▶ [AUSGEWÄHLTER AUSZUG]:
>>>

BSG, Urteil vom 11. Juli 2019 (B 14 AS 51/17.R). Einer wirksamen Antragstellung auf Alg II (§§ 19 ff. SGB II) steht nicht entgegen, wenn vom Antragsteller dem Jobcenter ein entsprechendes Begehren per E-Mail zugeleitet wurde. Der Antrag auf Leistungen der Grundsicherung für Arbeitsuchende (SGB II) ist nach § 37 SGB II grundsätzlich an keine Form gebunden, weil auch hier der Grundsatz der Nichtförmlichkeit des Verwaltungsverfahrens (§ 9 SGB X) volle Gültigkeit hat.

Das Antragserfordernis des § 37 SGB II verlangt weder die Schriftform gemäß § 126 Abs. 1 BGB noch die persönliche Meldung bei der Behörde. Entsprechendes gilt gerade dann, wenn das Jobcenter einen Zugang für die Kommunikation per E-Mail eröffnet hat (§ 36a Abs. 1 SGB I), der die Einreichung von Leistungsanträgen nicht ausschließt. Gemäß § 37 Abs. 1 SGB II hat ein Antrag zunächst konstitutive Wirkung für einen Leistungsanspruch.

Darüber hinaus hat dieser Antrag auch eine verfahrensrechtliche Bedeutung, weil mit der Antragstellung das Verwaltungsverfahren in Gang gesetzt wird. Ab diesem Zeitpunkt unterliegt der SGB II-Träger der Verpflichtung, das Bestehen eines Leistungsanspruchs zu prüfen und zu bescheiden. Der Tag der Antragstellung bildet die maßgebliche Zäsur. Hiervon gehen entscheidende leistungsrechtliche Wirkungen aus.

Von frappierender Bedeutung für den Leistungsanspruch im Antragsmonat ist ausschließlich der Aspekt, dass im jeweiligen Monat überhaupt ein entsprechender Antrag in den Macht- oder Willensbereich eines Jobcenters gelangt ist. Ein in den Abendstunden eines 30. Januar beim Jobcenter per E-Mail eingegangener Leistungsantrag wirkt gemäß § 37 Abs. 2 Satz 2 SGB II auf den Ersten dieses Monats zurück.

Verwaltungsgericht Meiningen, Urteil vom 20. August 2019 (2 K 449/17.Me):

Der Ausschluss vom Wohngeldbezug gemäß § 7 Abs. 1 Satz 1 Nr. 5 WoGG greift nur bei Personen, die tatsächlich Leistungen nach den §§ 41 ff. SGB XII erhalten, nicht aber bei Antragstellern, die um Wohngeld nachsuchen, obwohl bei ihnen ebenfalls die Voraussetzungen für den Bezug von Hilfe zum Lebensunterhalt erfüllt wären.

Es ist nicht zu missbilligen, wenn ein Anspruchsberechtigter von zwei vom Staat ihm eröffneten Förderungsmöglichkeiten die für ihn aus seiner Sicht günstigere auswählt. Dies gilt gerade dann, wenn der Antragsteller die Voraussetzungen für den Bezug von Leistungen nach dem SGB XII bei sich erst noch schaffen müsste, indem er bei ihm noch bestehendes Vermögen verwertet (§ 90 Abs. 1 SGB XII).

<<<

▶ [AUFGABENSTELLUNG]:
Prüfe, ob die folgenden Aussagen mit dem Auszug zu den zwei Urteilen übereinstimmen. Antworte jeweils mit Ja oder Nein und zitiere die entscheidenden Worte des Auszugs wörtlich.
1. Ein Antrag auf Alg II muss in Schriftform nach § 126 Abs. 1 BGB gestellt werden.
2. Ein am Abend des 30. Januar per E-Mail beim Jobcenter eingegangener Leistungsantrag wirkt auf den Ersten dieses Monats zurück.
3. Der Ausschluss vom Wohngeldbezug nach § 7 Abs. 1 Satz 1 Nr. 5 WoGG gilt auch für Antragsteller, die Hilfe zum Lebensunterhalt nur beziehen könnten, sie aber nicht erhalten.

▶ [GESPEICHERTE DATEN]:
>>>

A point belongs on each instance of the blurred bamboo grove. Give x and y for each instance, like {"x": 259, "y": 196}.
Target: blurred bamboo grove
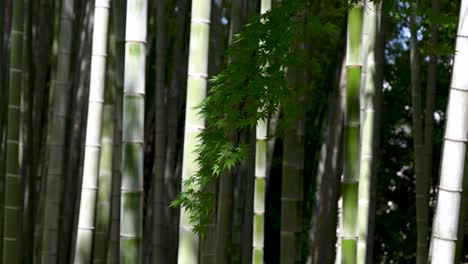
{"x": 233, "y": 131}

<<<

▶ [ANTWORT]:
1. Nein: „Das Antragserfordernis des § 37 SGB II verlangt weder die Schriftform gemäß § 126 Abs. 1 BGB noch die persönliche Meldung bei der Behörde.“
2. Ja: „Ein in den Abendstunden eines 30. Januar beim Jobcenter per E-Mail eingegangener Leistungsantrag wirkt gemäß § 37 Abs. 2 Satz 2 SGB II auf den Ersten dieses Monats zurück.“
3. Nein: „greift nur bei Personen, die tatsächlich Leistungen nach den §§ 41 ff. SGB XII erhalten, nicht aber bei Antragstellern, die um Wohngeld nachsuchen, obwohl bei ihnen ebenfalls die Voraussetzungen für den Bezug von Hilfe zum Lebensunterhalt erfüllt wären“